• **Vorliegender Text**

•••

Der vorläufige Bericht wurde vom NTSB veröffentlicht.
Übersetzung diesmal etwas umfangreicher, der Komplexität geschuldet.
Historie des Fluges
Nach Angaben der Flugbesatzung war der Kapitän der fliegende Pilot und der Erste Offizier (FO) der überwachende Pilot. Der Kapitän sagte, dass er bei der Durchsicht des Logbuchs vor dem Flug eine Gierdämpfe-Diskrepanz festgestellt hat, die als "Überkorrektur des Gierdämpfers im Flug" beschrieben wurde. Er erinnerte sich, dass die Korrekturmaßnahme darin bestand, einige Computercodes für das Überziehungsklappenmanagement der Gierdämpfer zurückzusetzen.
Preflight, der Pushback und die ersten Rollsegmente des Fluges verliefen ereignislos. Nach der Startfreigabe und beim Einschwenken auf die Startbahn bemerkte der Flugkapitän jedoch nach dem Umschalten der Pedalsteuerung auf das Seitenruderpedal eine kurzzeitige Schwergängigkeit der Seitenruderpedale.

•••

Zeilen zur Bildannotation:

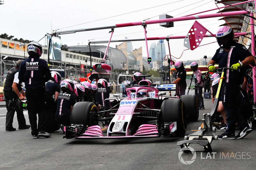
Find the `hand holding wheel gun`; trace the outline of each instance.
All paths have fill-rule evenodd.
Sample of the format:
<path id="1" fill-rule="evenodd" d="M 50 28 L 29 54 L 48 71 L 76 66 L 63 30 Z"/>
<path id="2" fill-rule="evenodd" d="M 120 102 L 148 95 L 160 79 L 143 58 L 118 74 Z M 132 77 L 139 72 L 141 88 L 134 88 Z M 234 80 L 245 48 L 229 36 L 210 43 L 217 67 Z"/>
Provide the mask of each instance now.
<path id="1" fill-rule="evenodd" d="M 19 108 L 23 110 L 27 110 L 27 101 L 25 100 L 21 100 L 19 99 L 15 99 L 14 98 L 12 99 L 12 100 L 9 100 L 8 107 L 11 107 L 14 109 Z"/>

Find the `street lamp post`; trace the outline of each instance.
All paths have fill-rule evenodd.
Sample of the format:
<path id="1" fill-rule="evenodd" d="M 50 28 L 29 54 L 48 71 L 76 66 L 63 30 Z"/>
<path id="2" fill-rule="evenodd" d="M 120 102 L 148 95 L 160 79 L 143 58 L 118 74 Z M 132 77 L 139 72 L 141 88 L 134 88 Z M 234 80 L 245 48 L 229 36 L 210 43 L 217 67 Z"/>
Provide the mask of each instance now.
<path id="1" fill-rule="evenodd" d="M 85 60 L 86 63 L 86 77 L 87 77 L 87 60 Z"/>
<path id="2" fill-rule="evenodd" d="M 123 67 L 124 67 L 124 66 L 126 65 L 126 63 L 125 62 L 121 62 L 121 66 L 123 66 Z"/>
<path id="3" fill-rule="evenodd" d="M 22 43 L 21 43 L 19 45 L 19 47 L 23 47 L 23 49 L 24 50 L 24 59 L 25 60 L 26 59 L 26 57 L 25 56 L 25 43 L 24 43 L 24 40 L 22 40 Z"/>
<path id="4" fill-rule="evenodd" d="M 160 42 L 161 43 L 161 51 L 162 52 L 162 71 L 164 70 L 164 66 L 163 65 L 163 43 L 164 42 L 164 40 L 160 40 Z"/>
<path id="5" fill-rule="evenodd" d="M 206 59 L 207 58 L 207 56 L 206 55 L 204 55 L 204 58 L 205 59 L 205 65 L 206 67 L 207 67 L 207 63 L 206 62 Z"/>

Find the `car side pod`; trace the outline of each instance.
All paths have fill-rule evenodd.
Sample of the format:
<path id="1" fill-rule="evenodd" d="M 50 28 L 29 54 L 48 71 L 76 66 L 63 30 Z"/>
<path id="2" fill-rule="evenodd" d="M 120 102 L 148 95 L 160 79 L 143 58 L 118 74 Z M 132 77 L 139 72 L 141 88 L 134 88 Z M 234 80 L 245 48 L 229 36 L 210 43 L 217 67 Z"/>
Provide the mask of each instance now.
<path id="1" fill-rule="evenodd" d="M 217 140 L 218 136 L 214 134 L 216 132 L 216 127 L 212 127 L 211 116 L 209 113 L 204 114 L 204 119 L 202 120 L 203 128 L 200 127 L 198 131 L 188 136 L 185 136 L 185 140 L 177 142 L 177 145 L 182 148 L 188 147 L 190 144 L 198 144 L 204 146 L 203 151 L 200 152 L 212 153 L 212 150 L 211 144 L 213 140 Z"/>

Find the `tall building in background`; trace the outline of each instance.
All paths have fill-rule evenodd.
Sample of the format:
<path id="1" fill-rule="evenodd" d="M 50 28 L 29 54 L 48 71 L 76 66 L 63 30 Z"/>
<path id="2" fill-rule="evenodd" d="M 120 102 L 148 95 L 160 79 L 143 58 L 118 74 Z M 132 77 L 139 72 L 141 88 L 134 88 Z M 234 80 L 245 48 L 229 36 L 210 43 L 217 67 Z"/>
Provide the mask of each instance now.
<path id="1" fill-rule="evenodd" d="M 162 68 L 162 59 L 163 65 L 166 65 L 167 62 L 164 59 L 164 57 L 166 55 L 165 47 L 164 40 L 159 40 L 156 45 L 156 42 L 151 44 L 150 46 L 149 54 L 149 57 L 151 58 L 151 66 L 155 70 Z"/>

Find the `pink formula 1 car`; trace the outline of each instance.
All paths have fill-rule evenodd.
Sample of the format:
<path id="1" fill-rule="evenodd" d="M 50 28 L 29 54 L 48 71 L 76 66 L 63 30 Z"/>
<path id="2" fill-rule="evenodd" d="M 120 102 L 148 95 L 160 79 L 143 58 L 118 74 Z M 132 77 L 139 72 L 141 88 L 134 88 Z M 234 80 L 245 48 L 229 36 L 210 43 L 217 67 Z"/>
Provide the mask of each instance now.
<path id="1" fill-rule="evenodd" d="M 175 90 L 175 85 L 154 85 L 143 79 L 139 85 L 126 88 L 126 98 L 116 95 L 116 99 L 105 100 L 104 103 L 110 105 L 107 110 L 97 112 L 96 106 L 90 102 L 76 103 L 71 113 L 71 125 L 66 127 L 65 137 L 113 139 L 184 135 L 187 120 L 198 119 L 197 97 L 164 97 L 166 93 L 159 91 Z M 98 124 L 100 122 L 101 128 L 107 127 L 106 132 L 102 131 Z"/>

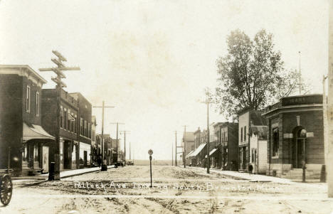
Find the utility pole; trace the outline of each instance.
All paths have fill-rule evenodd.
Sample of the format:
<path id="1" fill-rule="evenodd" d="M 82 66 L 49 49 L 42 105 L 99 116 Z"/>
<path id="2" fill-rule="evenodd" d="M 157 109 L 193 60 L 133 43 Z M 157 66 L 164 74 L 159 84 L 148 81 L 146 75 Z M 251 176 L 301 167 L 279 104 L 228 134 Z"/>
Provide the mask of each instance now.
<path id="1" fill-rule="evenodd" d="M 58 57 L 58 58 L 52 58 L 51 61 L 53 62 L 57 67 L 49 68 L 40 68 L 40 71 L 53 71 L 57 76 L 52 77 L 51 80 L 57 84 L 56 86 L 56 94 L 57 94 L 57 129 L 56 132 L 56 145 L 54 146 L 54 176 L 52 173 L 49 173 L 48 180 L 60 181 L 60 100 L 61 100 L 61 90 L 63 87 L 66 87 L 66 85 L 61 81 L 61 79 L 65 78 L 66 77 L 63 74 L 63 70 L 80 70 L 79 67 L 66 67 L 63 62 L 67 62 L 65 58 L 64 58 L 59 52 L 56 50 L 52 50 L 52 53 Z"/>
<path id="2" fill-rule="evenodd" d="M 174 166 L 174 143 L 171 143 L 171 166 Z"/>
<path id="3" fill-rule="evenodd" d="M 326 97 L 326 87 L 325 82 L 327 76 L 325 75 L 322 76 L 322 113 L 323 113 L 323 118 L 324 118 L 324 165 L 322 166 L 322 175 L 320 176 L 320 181 L 321 182 L 326 182 L 327 178 L 327 171 L 326 171 L 326 166 L 327 165 L 327 151 L 328 151 L 328 135 L 327 135 L 327 97 Z"/>
<path id="4" fill-rule="evenodd" d="M 328 59 L 328 82 L 329 93 L 327 96 L 327 130 L 328 142 L 327 156 L 327 171 L 328 197 L 333 197 L 333 0 L 329 1 L 329 59 Z"/>
<path id="5" fill-rule="evenodd" d="M 209 173 L 209 167 L 211 166 L 209 158 L 209 101 L 207 100 L 207 173 Z"/>
<path id="6" fill-rule="evenodd" d="M 174 134 L 176 135 L 176 146 L 175 146 L 175 153 L 174 153 L 174 166 L 177 166 L 177 131 L 174 131 Z"/>
<path id="7" fill-rule="evenodd" d="M 117 155 L 116 155 L 116 162 L 118 162 L 118 125 L 119 124 L 125 124 L 123 122 L 110 122 L 111 124 L 117 124 L 117 145 L 116 145 L 116 150 L 117 150 Z"/>
<path id="8" fill-rule="evenodd" d="M 184 154 L 183 154 L 183 160 L 184 160 L 184 168 L 186 168 L 186 125 L 184 126 Z"/>
<path id="9" fill-rule="evenodd" d="M 102 106 L 93 106 L 93 108 L 102 108 L 102 139 L 101 139 L 101 143 L 102 143 L 102 166 L 105 166 L 104 163 L 104 109 L 105 108 L 114 108 L 114 106 L 105 106 L 104 100 L 102 102 Z M 107 167 L 105 168 L 102 167 L 102 168 L 106 168 L 107 170 Z M 105 171 L 104 169 L 102 171 Z"/>
<path id="10" fill-rule="evenodd" d="M 125 163 L 124 166 L 126 166 L 126 132 L 130 132 L 130 131 L 120 131 L 120 133 L 124 133 L 124 156 L 125 156 Z"/>
<path id="11" fill-rule="evenodd" d="M 301 95 L 301 73 L 300 73 L 300 51 L 298 51 L 298 55 L 299 55 L 299 61 L 298 61 L 298 63 L 299 63 L 299 71 L 300 71 L 300 76 L 298 77 L 299 78 L 299 81 L 298 81 L 298 83 L 300 84 L 299 87 L 300 87 L 300 96 Z"/>

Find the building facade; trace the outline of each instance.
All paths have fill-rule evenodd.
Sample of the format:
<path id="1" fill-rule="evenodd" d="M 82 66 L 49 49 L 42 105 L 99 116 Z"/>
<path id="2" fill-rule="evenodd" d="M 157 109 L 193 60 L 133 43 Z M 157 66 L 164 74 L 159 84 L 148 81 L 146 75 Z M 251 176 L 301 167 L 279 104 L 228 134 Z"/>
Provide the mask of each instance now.
<path id="1" fill-rule="evenodd" d="M 183 133 L 181 146 L 183 146 L 183 164 L 185 160 L 186 165 L 191 164 L 191 160 L 188 155 L 195 149 L 194 132 L 184 132 Z"/>
<path id="2" fill-rule="evenodd" d="M 265 174 L 267 170 L 267 126 L 252 126 L 250 129 L 250 163 L 253 173 Z"/>
<path id="3" fill-rule="evenodd" d="M 58 131 L 57 124 L 57 90 L 42 90 L 42 126 L 51 135 Z M 62 90 L 60 111 L 60 170 L 78 168 L 78 100 Z M 50 146 L 53 155 L 55 145 Z M 50 159 L 54 161 L 53 157 Z"/>
<path id="4" fill-rule="evenodd" d="M 265 125 L 261 112 L 245 109 L 238 114 L 238 170 L 248 171 L 250 163 L 250 137 L 251 126 Z"/>
<path id="5" fill-rule="evenodd" d="M 281 98 L 265 109 L 268 125 L 268 175 L 319 178 L 324 164 L 322 95 Z"/>
<path id="6" fill-rule="evenodd" d="M 46 82 L 28 65 L 0 65 L 0 168 L 9 165 L 16 176 L 48 171 L 54 137 L 41 126 Z"/>
<path id="7" fill-rule="evenodd" d="M 91 165 L 97 165 L 97 159 L 100 153 L 98 153 L 98 146 L 96 144 L 96 117 L 91 116 Z"/>
<path id="8" fill-rule="evenodd" d="M 79 132 L 77 133 L 79 142 L 80 168 L 90 166 L 91 159 L 91 125 L 92 106 L 90 102 L 80 92 L 70 93 L 78 100 L 78 122 Z"/>
<path id="9" fill-rule="evenodd" d="M 221 150 L 221 168 L 238 169 L 238 124 L 223 122 L 218 125 Z"/>

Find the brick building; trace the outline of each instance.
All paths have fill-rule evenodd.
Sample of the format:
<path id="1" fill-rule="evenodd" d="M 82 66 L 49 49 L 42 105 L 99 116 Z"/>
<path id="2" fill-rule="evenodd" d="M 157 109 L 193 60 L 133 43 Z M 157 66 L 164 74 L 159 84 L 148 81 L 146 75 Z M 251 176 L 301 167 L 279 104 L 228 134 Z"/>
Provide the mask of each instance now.
<path id="1" fill-rule="evenodd" d="M 267 126 L 251 126 L 250 128 L 250 163 L 255 173 L 266 173 L 268 130 Z"/>
<path id="2" fill-rule="evenodd" d="M 194 151 L 194 132 L 184 132 L 183 133 L 181 146 L 183 146 L 183 162 L 186 160 L 186 165 L 189 165 L 191 164 L 191 161 L 190 159 L 186 159 L 186 157 L 191 151 Z"/>
<path id="3" fill-rule="evenodd" d="M 221 168 L 237 171 L 238 168 L 238 124 L 223 122 L 218 125 L 221 153 Z"/>
<path id="4" fill-rule="evenodd" d="M 79 151 L 80 168 L 90 166 L 91 160 L 91 124 L 92 105 L 80 92 L 70 93 L 78 100 L 78 132 L 77 133 Z"/>
<path id="5" fill-rule="evenodd" d="M 48 146 L 54 137 L 41 127 L 42 86 L 28 65 L 0 65 L 0 168 L 16 175 L 48 171 Z"/>
<path id="6" fill-rule="evenodd" d="M 319 178 L 324 159 L 322 95 L 283 97 L 265 109 L 269 175 Z"/>
<path id="7" fill-rule="evenodd" d="M 244 109 L 238 114 L 238 169 L 240 171 L 247 171 L 250 163 L 250 127 L 266 124 L 261 114 L 261 112 L 253 109 Z"/>
<path id="8" fill-rule="evenodd" d="M 53 136 L 58 132 L 57 90 L 42 90 L 42 126 Z M 78 168 L 78 100 L 65 90 L 60 93 L 60 170 Z M 50 161 L 54 161 L 54 144 L 50 146 Z"/>

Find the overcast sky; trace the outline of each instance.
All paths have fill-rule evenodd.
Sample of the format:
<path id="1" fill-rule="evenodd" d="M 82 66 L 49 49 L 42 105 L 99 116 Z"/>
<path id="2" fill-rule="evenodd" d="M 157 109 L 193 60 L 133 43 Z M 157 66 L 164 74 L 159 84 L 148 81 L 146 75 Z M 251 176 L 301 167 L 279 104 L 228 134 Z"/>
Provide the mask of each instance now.
<path id="1" fill-rule="evenodd" d="M 0 1 L 0 64 L 53 66 L 52 50 L 79 65 L 65 72 L 69 92 L 80 92 L 105 110 L 105 133 L 115 126 L 135 159 L 171 159 L 174 132 L 206 126 L 199 100 L 216 82 L 216 60 L 239 28 L 251 38 L 274 34 L 285 68 L 298 69 L 314 93 L 327 73 L 327 1 Z M 41 73 L 53 87 L 51 73 Z M 101 129 L 100 109 L 96 115 Z M 223 118 L 211 111 L 211 122 Z M 123 136 L 121 136 L 123 138 Z M 122 144 L 123 144 L 123 143 Z"/>

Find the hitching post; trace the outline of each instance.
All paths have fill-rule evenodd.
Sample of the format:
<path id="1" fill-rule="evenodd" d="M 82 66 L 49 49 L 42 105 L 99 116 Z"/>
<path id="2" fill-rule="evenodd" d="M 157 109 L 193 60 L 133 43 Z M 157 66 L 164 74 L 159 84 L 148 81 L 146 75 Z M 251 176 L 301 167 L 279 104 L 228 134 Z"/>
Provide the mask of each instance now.
<path id="1" fill-rule="evenodd" d="M 152 187 L 152 154 L 153 151 L 152 149 L 148 150 L 148 154 L 149 154 L 149 161 L 150 161 L 150 187 Z"/>

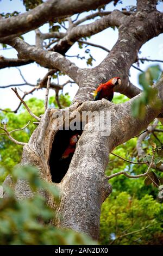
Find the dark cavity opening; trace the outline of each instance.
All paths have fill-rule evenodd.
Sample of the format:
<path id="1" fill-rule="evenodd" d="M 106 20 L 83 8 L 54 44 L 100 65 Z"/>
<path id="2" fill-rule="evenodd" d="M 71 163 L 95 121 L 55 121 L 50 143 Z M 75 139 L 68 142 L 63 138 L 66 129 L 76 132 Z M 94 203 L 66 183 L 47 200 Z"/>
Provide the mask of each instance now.
<path id="1" fill-rule="evenodd" d="M 82 135 L 82 123 L 80 123 L 80 126 L 78 125 L 78 129 L 74 131 L 59 130 L 55 136 L 49 161 L 52 180 L 53 182 L 60 183 L 68 170 L 74 152 L 70 153 L 68 157 L 65 159 L 63 158 L 63 155 L 65 155 L 65 150 L 70 146 L 70 139 L 72 136 L 77 134 L 79 136 Z"/>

•••

Setzen Sie den Text zum vorläufigen NTSB-Bericht im Anschluss an seinen letzten Satz fort. Die Zeilen spielen hierfür keine Rolle.

Nach dem Abflug kam es zu gelegentlichen leichten Turbulenzen während eines ereignislosen Steigflugs auf die Reiseflughöhe von 34.000 Fuß. Der Kapitän sagte, kurz nach Erreichen der Reiseflughöhe und während des Fluges durch leichte Turbulenzen, begann das Flugzeug "ein bischen zu Schlingern". Er erklärte, dass "das Schlingern stabil war, in der Häufigkeit deutlicher, mit nur einem geringes Maß an Gieren". Die Schwingungen dauerten ein paar Sekunden und der Autopilot blieb während des gesamten Ereignisses eingeschaltet. Der FO charakterisierte das Ereignis als eine "seltsame Bewegung des Hecks des Flugzeugs hin und her, gepaart mit sehr leichten Ruderbewegungen nach links und rechts. Die Heckbewegung war spürbar, aber nicht übermäßig, und ich erinnere mich, dass mein erster Gedanke war, dass es sich dabei um einen merkwürdigen leichten Schlag gehandelt hat".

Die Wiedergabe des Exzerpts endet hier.